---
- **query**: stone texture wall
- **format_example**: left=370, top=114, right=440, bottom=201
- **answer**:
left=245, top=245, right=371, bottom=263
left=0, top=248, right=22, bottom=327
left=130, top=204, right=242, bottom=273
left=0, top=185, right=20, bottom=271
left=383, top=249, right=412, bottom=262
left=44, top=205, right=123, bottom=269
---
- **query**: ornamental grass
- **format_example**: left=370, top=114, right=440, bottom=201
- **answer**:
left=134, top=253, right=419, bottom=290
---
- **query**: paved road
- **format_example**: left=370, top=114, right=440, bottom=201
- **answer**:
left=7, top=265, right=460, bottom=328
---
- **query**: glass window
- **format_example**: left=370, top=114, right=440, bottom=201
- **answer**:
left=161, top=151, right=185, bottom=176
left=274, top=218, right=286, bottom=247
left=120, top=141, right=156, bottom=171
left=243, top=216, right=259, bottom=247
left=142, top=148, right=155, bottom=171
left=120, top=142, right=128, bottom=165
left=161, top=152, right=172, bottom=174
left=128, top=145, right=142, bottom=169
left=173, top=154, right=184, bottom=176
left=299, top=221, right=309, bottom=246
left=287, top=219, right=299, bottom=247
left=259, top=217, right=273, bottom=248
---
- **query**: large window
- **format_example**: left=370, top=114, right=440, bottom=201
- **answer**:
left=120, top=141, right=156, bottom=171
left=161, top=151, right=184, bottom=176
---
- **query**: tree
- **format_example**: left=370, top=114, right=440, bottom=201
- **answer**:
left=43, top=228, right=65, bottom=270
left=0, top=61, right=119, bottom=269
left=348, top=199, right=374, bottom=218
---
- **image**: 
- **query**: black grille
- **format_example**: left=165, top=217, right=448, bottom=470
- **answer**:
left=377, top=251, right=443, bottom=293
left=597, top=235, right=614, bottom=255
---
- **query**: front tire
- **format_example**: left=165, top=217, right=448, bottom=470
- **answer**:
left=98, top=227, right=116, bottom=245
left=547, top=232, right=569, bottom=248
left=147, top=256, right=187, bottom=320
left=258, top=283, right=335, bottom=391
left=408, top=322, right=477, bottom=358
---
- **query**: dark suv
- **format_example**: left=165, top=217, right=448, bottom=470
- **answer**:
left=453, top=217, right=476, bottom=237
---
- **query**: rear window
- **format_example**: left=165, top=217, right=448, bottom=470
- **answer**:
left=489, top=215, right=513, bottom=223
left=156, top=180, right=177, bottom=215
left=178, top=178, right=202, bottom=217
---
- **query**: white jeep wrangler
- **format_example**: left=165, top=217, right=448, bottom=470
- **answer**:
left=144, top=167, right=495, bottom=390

**WRITTEN PROBLEM:**
Repeat the material above in full, exactly as it stands.

**SOLUTION TO THIS EXERCISE:**
---
- **query**: stone texture wall
- **format_example**: left=370, top=114, right=440, bottom=201
- **answer**:
left=245, top=245, right=371, bottom=263
left=0, top=248, right=22, bottom=327
left=130, top=204, right=242, bottom=273
left=0, top=185, right=20, bottom=271
left=383, top=249, right=412, bottom=262
left=44, top=205, right=123, bottom=269
---
- **query**: ornamental grass
- **format_example**: left=370, top=114, right=440, bottom=201
- **answer**:
left=134, top=253, right=419, bottom=290
---
- **query**: paved road
- **format_example**: left=370, top=114, right=440, bottom=201
- **answer**:
left=7, top=265, right=460, bottom=328
---
- **query**: glass window
- **format_example**: left=370, top=114, right=440, bottom=201
- **answer**:
left=161, top=151, right=185, bottom=176
left=274, top=218, right=286, bottom=247
left=120, top=141, right=156, bottom=171
left=243, top=216, right=259, bottom=247
left=142, top=148, right=155, bottom=171
left=120, top=142, right=128, bottom=165
left=161, top=152, right=172, bottom=174
left=128, top=145, right=142, bottom=169
left=173, top=154, right=184, bottom=176
left=299, top=221, right=309, bottom=246
left=287, top=219, right=299, bottom=247
left=259, top=217, right=273, bottom=248
---
- **query**: large window
- **format_example**: left=370, top=114, right=440, bottom=201
- **answer**:
left=120, top=141, right=156, bottom=171
left=161, top=151, right=184, bottom=176
---
- **query**: tree
- **format_example**: left=370, top=114, right=440, bottom=201
- **answer**:
left=43, top=228, right=65, bottom=270
left=0, top=61, right=119, bottom=269
left=348, top=199, right=374, bottom=218
---
- **image**: 
- **query**: black grille
- **format_example**: left=165, top=217, right=448, bottom=470
- **answer**:
left=377, top=251, right=443, bottom=293
left=597, top=235, right=614, bottom=255
---
- **query**: front tire
- **format_example**: left=165, top=217, right=448, bottom=470
- **answer**:
left=98, top=227, right=116, bottom=245
left=547, top=232, right=569, bottom=248
left=147, top=256, right=187, bottom=320
left=258, top=283, right=335, bottom=391
left=408, top=322, right=477, bottom=358
---
- **query**: dark suv
- **format_example**: left=165, top=217, right=448, bottom=470
- **answer**:
left=453, top=217, right=476, bottom=237
---
- **query**: rear window
- **format_example**: left=165, top=217, right=448, bottom=470
- **answer**:
left=489, top=215, right=513, bottom=223
left=156, top=180, right=177, bottom=215
left=178, top=178, right=202, bottom=217
---
- **query**: white jeep wrangler
- **format_example**: left=165, top=217, right=448, bottom=470
- **answer**:
left=144, top=167, right=495, bottom=390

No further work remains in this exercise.